▶ YOUR ASSIGNMENT: Repeat the listing exactly, line by line.

▶ RECORDS FOR THE EXERCISE:
***

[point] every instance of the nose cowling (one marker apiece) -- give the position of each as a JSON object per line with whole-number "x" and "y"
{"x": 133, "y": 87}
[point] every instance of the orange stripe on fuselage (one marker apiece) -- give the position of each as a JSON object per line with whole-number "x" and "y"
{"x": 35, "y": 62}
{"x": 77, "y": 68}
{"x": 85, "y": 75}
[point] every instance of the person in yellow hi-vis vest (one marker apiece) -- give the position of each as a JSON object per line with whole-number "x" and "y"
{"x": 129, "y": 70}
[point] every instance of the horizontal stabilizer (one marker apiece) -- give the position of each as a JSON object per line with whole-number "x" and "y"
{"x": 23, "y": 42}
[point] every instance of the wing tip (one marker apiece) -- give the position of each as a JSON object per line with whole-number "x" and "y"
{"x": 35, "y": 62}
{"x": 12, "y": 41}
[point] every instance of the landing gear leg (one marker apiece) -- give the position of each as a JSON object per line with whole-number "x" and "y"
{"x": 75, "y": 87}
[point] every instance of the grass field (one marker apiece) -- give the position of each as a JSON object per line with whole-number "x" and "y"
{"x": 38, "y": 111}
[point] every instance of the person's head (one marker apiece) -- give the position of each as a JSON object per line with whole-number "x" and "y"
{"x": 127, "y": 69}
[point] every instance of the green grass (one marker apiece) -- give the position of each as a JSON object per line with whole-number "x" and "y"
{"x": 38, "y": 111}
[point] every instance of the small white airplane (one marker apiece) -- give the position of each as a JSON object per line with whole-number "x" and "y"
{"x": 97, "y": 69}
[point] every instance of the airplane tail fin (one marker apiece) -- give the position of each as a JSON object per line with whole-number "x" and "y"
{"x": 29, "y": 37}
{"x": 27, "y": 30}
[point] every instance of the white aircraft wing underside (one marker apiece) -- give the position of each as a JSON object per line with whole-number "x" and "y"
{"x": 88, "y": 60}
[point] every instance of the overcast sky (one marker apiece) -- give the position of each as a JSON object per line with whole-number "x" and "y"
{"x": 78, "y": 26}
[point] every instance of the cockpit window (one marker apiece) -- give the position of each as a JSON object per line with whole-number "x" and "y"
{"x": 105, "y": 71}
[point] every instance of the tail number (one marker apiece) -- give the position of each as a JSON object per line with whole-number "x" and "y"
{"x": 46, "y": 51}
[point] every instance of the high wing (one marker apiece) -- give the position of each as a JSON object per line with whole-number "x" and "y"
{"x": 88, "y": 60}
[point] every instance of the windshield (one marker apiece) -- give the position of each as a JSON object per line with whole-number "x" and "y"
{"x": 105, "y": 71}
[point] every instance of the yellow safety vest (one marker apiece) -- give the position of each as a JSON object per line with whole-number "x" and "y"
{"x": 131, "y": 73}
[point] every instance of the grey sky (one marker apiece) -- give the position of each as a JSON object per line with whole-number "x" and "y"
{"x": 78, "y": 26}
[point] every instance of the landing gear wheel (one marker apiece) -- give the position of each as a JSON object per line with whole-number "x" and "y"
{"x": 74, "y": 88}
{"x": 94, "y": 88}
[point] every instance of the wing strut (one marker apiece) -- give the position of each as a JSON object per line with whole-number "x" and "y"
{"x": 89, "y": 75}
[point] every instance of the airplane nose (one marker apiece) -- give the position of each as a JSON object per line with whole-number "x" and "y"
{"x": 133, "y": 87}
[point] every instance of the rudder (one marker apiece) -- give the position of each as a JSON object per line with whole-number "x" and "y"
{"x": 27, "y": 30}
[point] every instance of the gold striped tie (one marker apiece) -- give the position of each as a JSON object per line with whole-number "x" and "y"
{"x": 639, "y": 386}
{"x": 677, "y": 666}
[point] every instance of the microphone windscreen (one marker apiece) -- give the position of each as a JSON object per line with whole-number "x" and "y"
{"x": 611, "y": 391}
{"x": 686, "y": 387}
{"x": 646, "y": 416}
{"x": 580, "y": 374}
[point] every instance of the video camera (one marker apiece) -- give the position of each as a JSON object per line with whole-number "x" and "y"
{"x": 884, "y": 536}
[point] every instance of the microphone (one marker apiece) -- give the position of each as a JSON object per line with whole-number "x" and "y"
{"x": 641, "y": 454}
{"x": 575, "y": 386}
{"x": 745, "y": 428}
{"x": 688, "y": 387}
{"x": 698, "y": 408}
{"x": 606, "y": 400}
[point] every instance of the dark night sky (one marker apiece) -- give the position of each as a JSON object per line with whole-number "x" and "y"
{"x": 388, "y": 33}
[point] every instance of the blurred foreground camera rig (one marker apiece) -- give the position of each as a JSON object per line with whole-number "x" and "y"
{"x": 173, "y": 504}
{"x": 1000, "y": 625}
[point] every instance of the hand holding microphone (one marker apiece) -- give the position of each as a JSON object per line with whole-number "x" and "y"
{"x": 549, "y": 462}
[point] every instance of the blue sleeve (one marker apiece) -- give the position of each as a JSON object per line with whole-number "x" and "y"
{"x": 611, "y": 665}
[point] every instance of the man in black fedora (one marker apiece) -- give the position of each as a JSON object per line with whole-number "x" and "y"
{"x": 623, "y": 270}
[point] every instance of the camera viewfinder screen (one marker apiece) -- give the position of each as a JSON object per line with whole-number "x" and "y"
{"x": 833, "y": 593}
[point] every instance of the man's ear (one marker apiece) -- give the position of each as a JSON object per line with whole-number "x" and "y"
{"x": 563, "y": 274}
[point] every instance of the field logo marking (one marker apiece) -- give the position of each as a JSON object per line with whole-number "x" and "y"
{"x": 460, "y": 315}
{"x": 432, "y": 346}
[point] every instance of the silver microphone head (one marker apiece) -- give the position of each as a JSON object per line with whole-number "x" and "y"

***

▶ WRITTEN RESPONSE:
[point] every instance of the nose cowling (one marker apiece) -- give the position of each as a JSON object per line with whole-number "x" and "y"
{"x": 133, "y": 87}
[point] every instance of the orange stripe on fuselage (one marker apiece) -- give the position of each as a JSON object per line with whole-number "x" and "y"
{"x": 35, "y": 62}
{"x": 77, "y": 68}
{"x": 85, "y": 75}
[point] every instance of the person in yellow hi-vis vest (one marker apiece) -- give the position of each as a JSON object per line with whole-number "x" and "y"
{"x": 129, "y": 70}
[point] every instance of the horizontal stabilizer (one marker apiece) -- give the position of each as a JSON object per line with whole-number "x" and "y"
{"x": 23, "y": 42}
[point] every instance of the wing tip (one marker apiece) -- give the position of each as a JSON object per line with whole-number "x" and "y"
{"x": 35, "y": 62}
{"x": 12, "y": 41}
[point] every instance of the landing gear leg (one marker apiece) -- give the position of each as a JSON object per line with whole-number "x" and "y"
{"x": 75, "y": 87}
[point] every instance of the grass field (one marker apiece) -- give the position of each as a JSON object per line with whole-number "x" and "y"
{"x": 38, "y": 111}
[point] every instance of the person's head (one marker apiece) -- give the position of each as a JSON object per line with whole-number "x" and "y"
{"x": 127, "y": 69}
[point] every instance of the green grass (one marker apiece) -- give the position of each as a JSON object per line with whole-number "x" and "y"
{"x": 38, "y": 111}
[point] every instance of the small white airplane (one marker apiece) -- give the position of each as a JSON object per line with whole-number "x" and "y"
{"x": 97, "y": 69}
[point] every instance of the airplane tail fin (one marker apiece) -- give the position of each as a JSON object per line with whole-number "x" and "y"
{"x": 29, "y": 37}
{"x": 27, "y": 30}
[point] every instance of the white aircraft wing underside (one marker apiece) -- give the position of each as a JSON object per line with whole-number "x" and "y"
{"x": 88, "y": 60}
[point] every instance of the overcast sky (one marker apiece) -- give the position of each as a JSON object per line with whole-number "x" and "y"
{"x": 78, "y": 26}
[point] every instance of the cockpit window (one marker apiece) -- give the position of each as a JSON object per line with whole-number "x" and "y"
{"x": 105, "y": 71}
[point] every instance of the tail number (one marker apiece) -- give the position of each as a JSON object per line with whole-number "x" and "y"
{"x": 46, "y": 51}
[point] every instance of the high wing (one marker apiece) -- give the position of each as a JSON object per line with whole-number "x" and "y"
{"x": 88, "y": 60}
[point] every instance of the windshield (one marker apiece) -- give the position of each as a JSON object per line with whole-number "x" and "y"
{"x": 105, "y": 71}
[point] every instance of the yellow safety vest (one marker apiece) -- give the position of each as a JSON object per line with whole-number "x" and "y"
{"x": 131, "y": 73}
[point] every instance of the grey sky (one marker apiece) -- give the position of each as a JSON object per line with whole-number "x" and "y"
{"x": 78, "y": 26}
[point] every instance of the landing gear wheel (one marker apiece) -- give the position of each as a JSON object per line with whole-number "x" and "y"
{"x": 74, "y": 88}
{"x": 94, "y": 88}
[point] every instance of the wing strut (one marker apiece) -- give the position of each as a JSON object per line with whole-number "x" and "y"
{"x": 89, "y": 75}
[point] every instance of the airplane nose (one marker apiece) -- give the position of each as a JSON object per line with whole-number "x" and "y"
{"x": 133, "y": 87}
[point] every instance of the rudder (one marker apiece) -- give the position of each as a JSON object per line with whole-number "x" and "y"
{"x": 27, "y": 30}
[point] every instance of the gold striped tie (one marker apiece) -- give the position of each as a JSON object per line with whole-number "x" and "y"
{"x": 639, "y": 386}
{"x": 677, "y": 666}
[point] every instance of the microphone windscreen (one marker apiece) -- give the position of each as a JSON object per line with whole-number "x" and "y"
{"x": 611, "y": 391}
{"x": 686, "y": 387}
{"x": 646, "y": 416}
{"x": 580, "y": 374}
[point] every instance of the video camera (one marker apiece) -- give the position of each as a JSON object per line with whole-number "x" and "y"
{"x": 884, "y": 536}
[point] every instance of the microphone (one marker apiece) -- give the position of each as a JSON object per line with whole-number "x" and "y"
{"x": 641, "y": 454}
{"x": 575, "y": 386}
{"x": 745, "y": 428}
{"x": 688, "y": 387}
{"x": 698, "y": 408}
{"x": 606, "y": 400}
[point] every instance of the dark night sky (one marker apiece) -- give the position of each as a JSON object per line with whole-number "x" and "y"
{"x": 388, "y": 33}
[point] every instance of the blurred foreground camera rig (one marker apiece) -- give the position of each as a JSON object per line with whole-number "x" and "y"
{"x": 173, "y": 504}
{"x": 1000, "y": 625}
[point] every instance of the hand holding microphone (one marker apiece) -- give the position of each as a JSON object per line with whole-number "x" and "y"
{"x": 549, "y": 462}
[point] every instance of the blue sleeve (one marker apiece) -- give the position of each as a JSON object per line with whole-number "x" and "y"
{"x": 611, "y": 665}
[point] every instance of the man in black fedora (one marker apiece) -- give the position of each as a JSON object per line with whole-number "x" and "y"
{"x": 623, "y": 270}
[point] every instance of the camera viewfinder screen (one marker apiece) -- give the position of each as a JSON object per line with whole-number "x" and "y"
{"x": 833, "y": 593}
[point] every instance of the man's ear (one marker apiece) -- give the position of each as a JSON object per line with whole-number "x" and "y"
{"x": 563, "y": 274}
[point] every instance of the field logo marking (one marker apiece) -- give the position of each as a JSON object per line with whole-number "x" and "y"
{"x": 460, "y": 315}
{"x": 432, "y": 346}
[point] every instance of the silver microphone head (one marker apiece) -- give the position of each as a JSON object per line with whole-number "x" and "y"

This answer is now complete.